§ **PROBLEM STATEMENT**:
Pull out every line below that contains the word "woman". Case matters.

Coordinate annotation records:
════════════════

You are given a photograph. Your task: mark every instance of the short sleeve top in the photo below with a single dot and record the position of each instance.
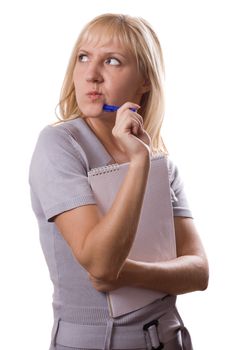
(58, 182)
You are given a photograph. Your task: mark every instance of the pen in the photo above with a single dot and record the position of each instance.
(111, 108)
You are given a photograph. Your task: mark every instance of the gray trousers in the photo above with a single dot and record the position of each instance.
(160, 328)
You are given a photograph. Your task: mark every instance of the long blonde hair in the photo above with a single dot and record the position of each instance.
(137, 35)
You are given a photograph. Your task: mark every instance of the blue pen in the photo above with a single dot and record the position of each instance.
(111, 108)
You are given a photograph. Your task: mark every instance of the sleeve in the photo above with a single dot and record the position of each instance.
(58, 173)
(179, 200)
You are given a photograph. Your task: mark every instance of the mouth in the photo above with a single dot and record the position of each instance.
(94, 95)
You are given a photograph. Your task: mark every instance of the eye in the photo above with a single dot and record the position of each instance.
(83, 58)
(113, 61)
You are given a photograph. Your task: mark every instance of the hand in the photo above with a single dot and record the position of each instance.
(129, 131)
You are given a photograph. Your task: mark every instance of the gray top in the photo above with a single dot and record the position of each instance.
(58, 182)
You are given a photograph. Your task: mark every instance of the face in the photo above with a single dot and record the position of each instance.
(106, 74)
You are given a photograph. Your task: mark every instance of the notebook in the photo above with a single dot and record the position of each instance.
(155, 236)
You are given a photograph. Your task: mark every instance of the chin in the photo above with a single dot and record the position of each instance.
(92, 111)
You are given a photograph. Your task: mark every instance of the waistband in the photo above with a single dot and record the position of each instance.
(125, 332)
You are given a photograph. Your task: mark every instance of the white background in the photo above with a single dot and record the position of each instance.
(36, 42)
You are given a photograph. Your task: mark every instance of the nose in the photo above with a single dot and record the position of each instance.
(93, 73)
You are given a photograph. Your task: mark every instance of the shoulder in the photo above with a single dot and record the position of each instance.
(173, 171)
(60, 137)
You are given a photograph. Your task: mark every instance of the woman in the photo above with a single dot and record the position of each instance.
(117, 60)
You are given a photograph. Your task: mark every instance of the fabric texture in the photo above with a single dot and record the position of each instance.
(58, 182)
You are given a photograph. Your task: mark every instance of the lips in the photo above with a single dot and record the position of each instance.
(94, 93)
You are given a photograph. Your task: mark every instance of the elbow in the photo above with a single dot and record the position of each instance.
(96, 267)
(98, 271)
(203, 275)
(102, 274)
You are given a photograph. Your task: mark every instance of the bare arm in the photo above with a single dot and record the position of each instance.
(102, 243)
(187, 273)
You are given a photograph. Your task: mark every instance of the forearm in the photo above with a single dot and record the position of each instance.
(178, 276)
(108, 244)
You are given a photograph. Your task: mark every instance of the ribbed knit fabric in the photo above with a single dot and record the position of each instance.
(58, 182)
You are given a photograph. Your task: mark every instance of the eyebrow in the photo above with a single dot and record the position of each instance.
(110, 53)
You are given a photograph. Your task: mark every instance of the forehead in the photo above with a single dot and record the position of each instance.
(105, 38)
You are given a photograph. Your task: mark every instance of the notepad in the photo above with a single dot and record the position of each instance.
(155, 235)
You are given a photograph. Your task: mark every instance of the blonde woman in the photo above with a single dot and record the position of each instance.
(116, 61)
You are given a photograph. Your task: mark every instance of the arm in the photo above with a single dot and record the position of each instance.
(187, 273)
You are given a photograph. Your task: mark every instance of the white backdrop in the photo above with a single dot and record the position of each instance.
(36, 41)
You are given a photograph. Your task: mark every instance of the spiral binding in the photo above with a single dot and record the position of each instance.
(104, 169)
(113, 167)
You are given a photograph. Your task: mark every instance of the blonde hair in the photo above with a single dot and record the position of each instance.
(135, 34)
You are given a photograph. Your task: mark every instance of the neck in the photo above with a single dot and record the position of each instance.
(103, 130)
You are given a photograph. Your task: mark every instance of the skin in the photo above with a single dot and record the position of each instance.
(111, 70)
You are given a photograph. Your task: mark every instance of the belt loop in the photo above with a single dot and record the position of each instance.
(152, 330)
(108, 335)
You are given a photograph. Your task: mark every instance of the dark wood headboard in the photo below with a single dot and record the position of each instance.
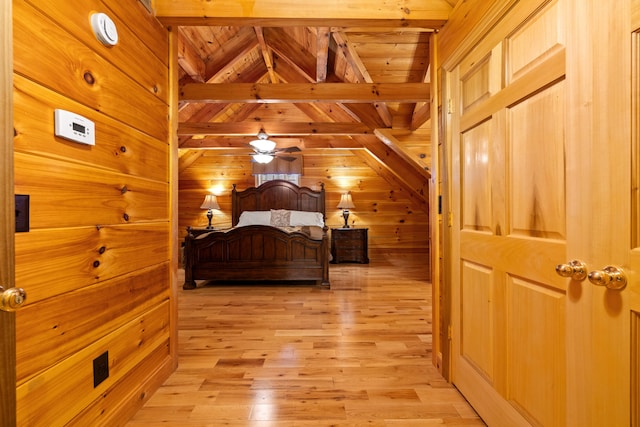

════════════════

§ **RESPONSE**:
You are given a photograph. Your task: mark every instance of the woman in the photo above with a single dot and record the position of each instance.
You are given a photograph. Your task: mark every instance of the blonde woman in the photo above with a single dot and record the position of each instance.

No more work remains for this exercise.